## [Texto em estudo]
++++++++
A falta de um tratamento adequado e rápido pode causar doenças associadas. Dos entrevistados, 54% disseram estar na fila para consulta com oftalmologista havia mais de três meses.
Os mais vulneráveis e dependentes da rede pública de saúde têm os piores desfechos, de acordo com as notas atribuídas pelos entrevistados na pesquisa.
As populações das classes D e E deram notas 2,9 e 3,6 para a demora em agendar consulta médica e o tempo de espera para o atendimento, respectivamente. As médias também foram baixas por quem se autodenominou da cor preta 2,9 e 2,4, respectivamente. Neste grupo há uma dificuldade maior em acesso a resultados de exames e retorno (2,8) e para conseguir medicamentos (3,4).
As notas atribuídas por quem não tem plano de saúde foram baixas nos itens demora para agendamento (4,3) e tempo de espera até a consulta (4,5), quantidade de médicos (5,3) e acesso a resultados de exames e retorno (5,0).
Dependentes do SUS deram notas 4,5 e 4,7 nos quesitos demora para agendamento e tempo de espera até a consulta, respectivamente.
Para o médico Paulo Augusto Carvalho Miranda, presidente da Sbem (Sociedade Brasileira de Endocrinologia e Metabologia), a lacuna assistencial para pessoas com diabetes é antiga. O problema está no encaminhamento da atenção primária para a secundária e o médico especialista, e na frequência das consultas. “São duas dificuldades que implicam chance maior de descontrole e tratamento inadequado”, diz.
“É importante entendermos que, num país com mais de 20 milhões de pessoas com diabetes, temos que ter a consciência de que nem todos vão fazer um acompanhamento com um médico especialista. E o ponto mais importante é termos indicadores e uma linha de cuidados que ofereça um atendimento em tempo e nível de complexidade adequados para cada um. Então, boa parte dos pacientes com diabetes podem, sim, ser acompanhado em atenção primária, desde que recebendo tratamento adequado e com indicadores de controle da doença também adequados”, acrescenta Miranda.
“Hoje sabemos que conseguimos estruturar linhas de cuidados, indicadores de qualidade assistencial, de resultados de tratamento que vão propiciar uma boa prevenção das complicações e, portanto, mais saúde para as pessoas. Ainda temos, realmente, muita dificuldade na implantação desses processos dentro do SUS, mas é algo que a gente deve perseguir”, finaliza o especialista.
O Ministério da Saúde afirma que tem reforçado investimento na APS (Atenção Primária à Saúde) com a Estratégia de Saúde da Família como pilar essencial para ampliar o acesso e o cuidado integral, especialmente no combate ao diabetes.
Em nota, disse ainda que o Plano de Enfrentamento das Doenças Crônicas não Transmissíveis atualizado até 2030 promove ações integradas contra doenças crônicas, como diabetes e hipertensão, focando em vigilância, promoção da saúde e assistência. Na APS, pacientes com diabetes recebem acompanhamento nas UBSs (Unidades Básicas de Saúde), com acesso a medicamentos, insumos e encaminhamento à atenção especializada quando necessário. O protocolo clínico para diabetes é atualizado regularmente para prevenir complicações graves, como amputações.
++++++++
## [Dados fornecidos]
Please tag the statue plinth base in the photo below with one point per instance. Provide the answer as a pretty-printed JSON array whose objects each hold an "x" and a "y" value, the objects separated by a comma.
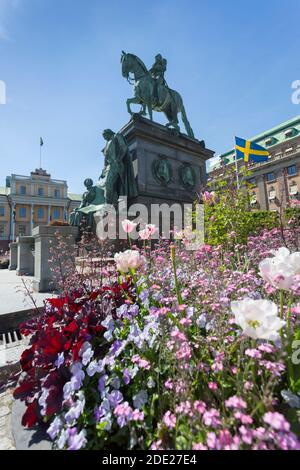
[{"x": 168, "y": 167}]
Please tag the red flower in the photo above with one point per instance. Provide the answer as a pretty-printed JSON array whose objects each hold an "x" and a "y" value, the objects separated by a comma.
[{"x": 31, "y": 415}]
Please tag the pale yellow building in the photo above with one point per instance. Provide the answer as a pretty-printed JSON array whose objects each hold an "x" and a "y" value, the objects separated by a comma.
[{"x": 28, "y": 201}]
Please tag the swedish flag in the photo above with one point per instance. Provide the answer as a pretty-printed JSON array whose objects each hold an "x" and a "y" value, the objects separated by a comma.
[{"x": 250, "y": 151}]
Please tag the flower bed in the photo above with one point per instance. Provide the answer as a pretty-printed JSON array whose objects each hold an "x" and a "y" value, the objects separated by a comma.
[{"x": 180, "y": 350}]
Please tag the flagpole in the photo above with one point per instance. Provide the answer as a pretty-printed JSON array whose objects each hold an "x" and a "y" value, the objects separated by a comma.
[{"x": 236, "y": 168}]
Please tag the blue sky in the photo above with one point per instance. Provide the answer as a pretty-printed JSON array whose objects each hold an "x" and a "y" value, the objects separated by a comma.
[{"x": 232, "y": 61}]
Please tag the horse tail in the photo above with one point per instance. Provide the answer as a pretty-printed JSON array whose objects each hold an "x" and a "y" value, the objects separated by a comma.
[{"x": 186, "y": 122}]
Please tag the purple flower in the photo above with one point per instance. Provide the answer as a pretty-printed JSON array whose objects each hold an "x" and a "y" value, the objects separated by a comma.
[
  {"x": 276, "y": 421},
  {"x": 126, "y": 376},
  {"x": 92, "y": 368},
  {"x": 169, "y": 419},
  {"x": 123, "y": 413},
  {"x": 115, "y": 397},
  {"x": 75, "y": 411},
  {"x": 76, "y": 441},
  {"x": 60, "y": 360},
  {"x": 140, "y": 399},
  {"x": 235, "y": 402},
  {"x": 54, "y": 427},
  {"x": 102, "y": 383}
]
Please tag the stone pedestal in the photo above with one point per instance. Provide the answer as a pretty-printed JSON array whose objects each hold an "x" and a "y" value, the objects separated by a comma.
[
  {"x": 44, "y": 238},
  {"x": 169, "y": 167},
  {"x": 13, "y": 256},
  {"x": 25, "y": 256}
]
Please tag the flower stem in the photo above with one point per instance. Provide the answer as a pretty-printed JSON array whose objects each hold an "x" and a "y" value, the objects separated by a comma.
[{"x": 179, "y": 298}]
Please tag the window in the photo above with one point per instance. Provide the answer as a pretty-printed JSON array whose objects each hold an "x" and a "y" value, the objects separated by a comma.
[
  {"x": 253, "y": 198},
  {"x": 293, "y": 189},
  {"x": 270, "y": 141},
  {"x": 292, "y": 170},
  {"x": 272, "y": 194},
  {"x": 22, "y": 212},
  {"x": 290, "y": 132},
  {"x": 22, "y": 230},
  {"x": 40, "y": 212},
  {"x": 270, "y": 176},
  {"x": 56, "y": 213}
]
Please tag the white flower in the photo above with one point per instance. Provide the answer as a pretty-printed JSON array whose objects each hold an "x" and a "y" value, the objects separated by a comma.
[
  {"x": 280, "y": 270},
  {"x": 257, "y": 318},
  {"x": 129, "y": 259},
  {"x": 140, "y": 399},
  {"x": 151, "y": 228},
  {"x": 128, "y": 226}
]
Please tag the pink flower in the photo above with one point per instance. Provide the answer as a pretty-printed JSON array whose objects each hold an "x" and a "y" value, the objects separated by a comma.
[
  {"x": 151, "y": 228},
  {"x": 276, "y": 421},
  {"x": 129, "y": 260},
  {"x": 144, "y": 234},
  {"x": 137, "y": 415},
  {"x": 169, "y": 420},
  {"x": 235, "y": 402},
  {"x": 200, "y": 406},
  {"x": 243, "y": 418},
  {"x": 199, "y": 446},
  {"x": 142, "y": 363},
  {"x": 212, "y": 385},
  {"x": 254, "y": 353},
  {"x": 212, "y": 418},
  {"x": 128, "y": 226}
]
++++++++
## [Problema proposto]
Para cada afirmação a seguir, indique se está de acordo com o texto sobre o atendimento a pessoas com diabetes. Responda sim ou não e transcreva literalmente o trecho que decide a questão.
1. Mais da metade dos entrevistados aguardava consulta com oftalmologista havia mais de três meses.
2. Os dependentes do SUS atribuíram nota 4,7 à demora para agendamento.
3. Segundo Miranda, todas as pessoas com diabetes precisam ser acompanhadas por médico especialista.

## [Resolução do exercício]
1. Sim: “Dos entrevistados, 54% disseram estar na fila para consulta com oftalmologista havia mais de três meses.”
2. Não: “Dependentes do SUS deram notas 4,5 e 4,7 nos quesitos demora para agendamento e tempo de espera até a consulta, respectivamente.”
3. Não: “temos que ter a consciência de que nem todos vão fazer um acompanhamento com um médico especialista.”